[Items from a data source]
■ ■ ■ ■

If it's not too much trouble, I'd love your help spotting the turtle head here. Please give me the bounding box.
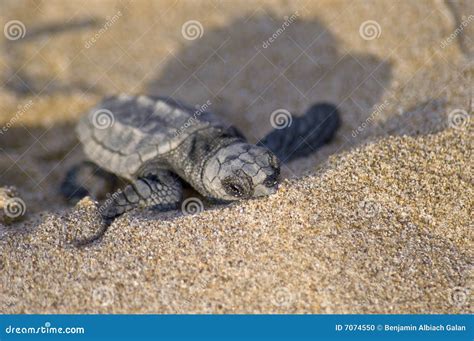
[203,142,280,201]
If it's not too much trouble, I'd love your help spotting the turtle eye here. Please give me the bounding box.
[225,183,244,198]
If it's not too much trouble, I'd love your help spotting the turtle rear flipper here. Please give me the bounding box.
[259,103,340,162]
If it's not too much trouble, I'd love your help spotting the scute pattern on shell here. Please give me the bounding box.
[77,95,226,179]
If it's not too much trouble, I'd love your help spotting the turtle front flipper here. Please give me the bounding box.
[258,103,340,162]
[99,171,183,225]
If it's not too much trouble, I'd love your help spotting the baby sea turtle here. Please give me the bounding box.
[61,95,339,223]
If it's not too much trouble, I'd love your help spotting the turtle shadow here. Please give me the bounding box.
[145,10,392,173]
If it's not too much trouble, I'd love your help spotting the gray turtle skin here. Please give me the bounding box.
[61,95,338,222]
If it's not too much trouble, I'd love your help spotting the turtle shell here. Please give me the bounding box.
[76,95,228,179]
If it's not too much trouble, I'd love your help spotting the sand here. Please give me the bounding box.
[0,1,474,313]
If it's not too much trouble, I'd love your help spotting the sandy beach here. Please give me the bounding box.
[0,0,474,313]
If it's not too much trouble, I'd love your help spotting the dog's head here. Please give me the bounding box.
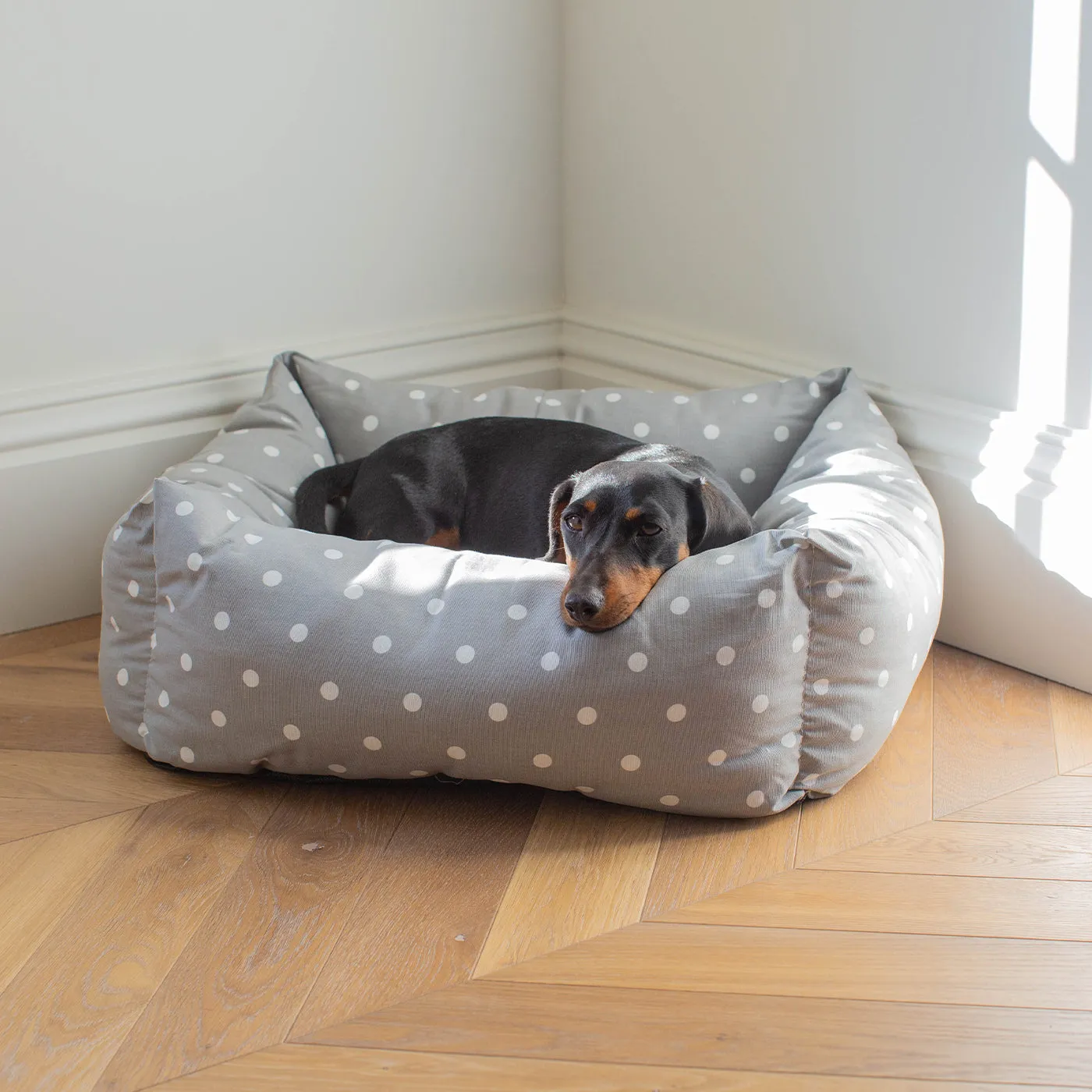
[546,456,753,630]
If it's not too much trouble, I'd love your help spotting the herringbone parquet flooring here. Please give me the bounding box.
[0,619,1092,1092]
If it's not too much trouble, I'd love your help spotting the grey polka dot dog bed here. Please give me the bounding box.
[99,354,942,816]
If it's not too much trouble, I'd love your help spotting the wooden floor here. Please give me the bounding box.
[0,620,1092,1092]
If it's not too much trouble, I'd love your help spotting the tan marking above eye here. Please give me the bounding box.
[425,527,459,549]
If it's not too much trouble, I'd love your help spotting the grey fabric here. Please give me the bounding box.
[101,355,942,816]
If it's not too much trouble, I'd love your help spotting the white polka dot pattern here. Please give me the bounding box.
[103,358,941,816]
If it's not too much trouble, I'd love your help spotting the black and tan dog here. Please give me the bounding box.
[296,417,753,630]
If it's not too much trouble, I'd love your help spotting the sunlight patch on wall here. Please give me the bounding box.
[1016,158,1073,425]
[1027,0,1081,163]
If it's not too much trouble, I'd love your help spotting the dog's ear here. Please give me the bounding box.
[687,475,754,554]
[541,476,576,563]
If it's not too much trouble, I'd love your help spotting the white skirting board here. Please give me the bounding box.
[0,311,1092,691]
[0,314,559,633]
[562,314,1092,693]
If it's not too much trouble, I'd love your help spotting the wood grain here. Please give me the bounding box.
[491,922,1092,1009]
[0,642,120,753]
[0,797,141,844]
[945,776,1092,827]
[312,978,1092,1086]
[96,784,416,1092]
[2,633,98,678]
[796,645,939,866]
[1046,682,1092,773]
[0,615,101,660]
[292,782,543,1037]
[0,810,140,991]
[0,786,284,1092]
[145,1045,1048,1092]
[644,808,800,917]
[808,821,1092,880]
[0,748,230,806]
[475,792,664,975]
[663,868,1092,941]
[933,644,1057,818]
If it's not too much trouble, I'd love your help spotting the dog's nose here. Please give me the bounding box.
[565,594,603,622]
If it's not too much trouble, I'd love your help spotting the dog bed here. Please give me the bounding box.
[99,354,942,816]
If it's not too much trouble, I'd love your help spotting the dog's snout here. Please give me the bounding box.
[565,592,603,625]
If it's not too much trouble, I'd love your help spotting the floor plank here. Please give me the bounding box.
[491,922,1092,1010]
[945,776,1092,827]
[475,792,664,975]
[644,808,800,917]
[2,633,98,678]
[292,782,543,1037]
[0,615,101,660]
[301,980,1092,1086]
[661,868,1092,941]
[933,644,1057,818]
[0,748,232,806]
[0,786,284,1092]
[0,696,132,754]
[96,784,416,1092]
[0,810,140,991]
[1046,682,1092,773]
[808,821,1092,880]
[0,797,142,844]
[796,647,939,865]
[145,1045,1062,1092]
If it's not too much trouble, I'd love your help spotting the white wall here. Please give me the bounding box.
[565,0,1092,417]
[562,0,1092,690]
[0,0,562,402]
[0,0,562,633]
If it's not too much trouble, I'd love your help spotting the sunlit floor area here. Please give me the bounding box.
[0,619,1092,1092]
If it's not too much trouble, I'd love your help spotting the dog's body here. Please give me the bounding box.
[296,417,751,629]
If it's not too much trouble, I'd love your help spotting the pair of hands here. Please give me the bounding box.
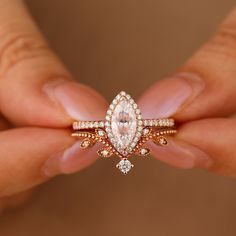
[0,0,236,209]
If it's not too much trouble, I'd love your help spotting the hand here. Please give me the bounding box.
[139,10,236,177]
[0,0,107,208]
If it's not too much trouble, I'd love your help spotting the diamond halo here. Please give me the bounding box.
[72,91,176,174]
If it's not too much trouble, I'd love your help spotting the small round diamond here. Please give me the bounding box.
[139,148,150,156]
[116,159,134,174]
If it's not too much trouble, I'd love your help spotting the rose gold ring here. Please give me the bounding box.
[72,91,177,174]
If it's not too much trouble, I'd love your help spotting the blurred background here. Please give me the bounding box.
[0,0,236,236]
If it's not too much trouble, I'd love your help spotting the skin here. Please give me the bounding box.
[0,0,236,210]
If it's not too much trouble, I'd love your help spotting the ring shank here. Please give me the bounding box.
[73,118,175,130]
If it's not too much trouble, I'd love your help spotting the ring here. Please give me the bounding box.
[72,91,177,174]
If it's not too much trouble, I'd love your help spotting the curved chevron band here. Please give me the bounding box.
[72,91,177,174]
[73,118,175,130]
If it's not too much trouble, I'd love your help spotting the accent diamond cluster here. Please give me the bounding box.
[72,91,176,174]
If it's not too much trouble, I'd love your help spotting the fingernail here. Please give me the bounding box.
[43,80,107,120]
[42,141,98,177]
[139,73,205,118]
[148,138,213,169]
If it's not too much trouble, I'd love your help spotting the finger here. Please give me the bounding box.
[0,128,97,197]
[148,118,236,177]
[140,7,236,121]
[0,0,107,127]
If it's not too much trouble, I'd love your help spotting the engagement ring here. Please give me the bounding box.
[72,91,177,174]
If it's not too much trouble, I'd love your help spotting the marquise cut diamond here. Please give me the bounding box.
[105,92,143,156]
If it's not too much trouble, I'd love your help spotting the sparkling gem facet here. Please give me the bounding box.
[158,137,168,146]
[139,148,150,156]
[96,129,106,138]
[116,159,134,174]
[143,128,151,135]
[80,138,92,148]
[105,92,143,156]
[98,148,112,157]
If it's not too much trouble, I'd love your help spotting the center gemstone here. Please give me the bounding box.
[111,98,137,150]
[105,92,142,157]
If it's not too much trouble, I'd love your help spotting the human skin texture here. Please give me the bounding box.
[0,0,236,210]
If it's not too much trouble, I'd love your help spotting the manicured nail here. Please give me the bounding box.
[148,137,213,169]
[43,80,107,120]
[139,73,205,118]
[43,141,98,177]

■ ■ ■ ■

### Given exercise:
Rewrite everything from the start of the records down to the line containing "[225,183,244,198]", both ends included, keeping the requests and adding 69 to every number in the bounding box coordinates. Leave the pictures out of your answer.

### Exercise output:
If it's not too much trouble, I'd love your help spotting the turtle head here. Please give me the bounding box.
[272,211,349,270]
If it's not too much trouble, I'd love your help spotting the turtle eye here. Please give me the bounding box.
[294,252,313,267]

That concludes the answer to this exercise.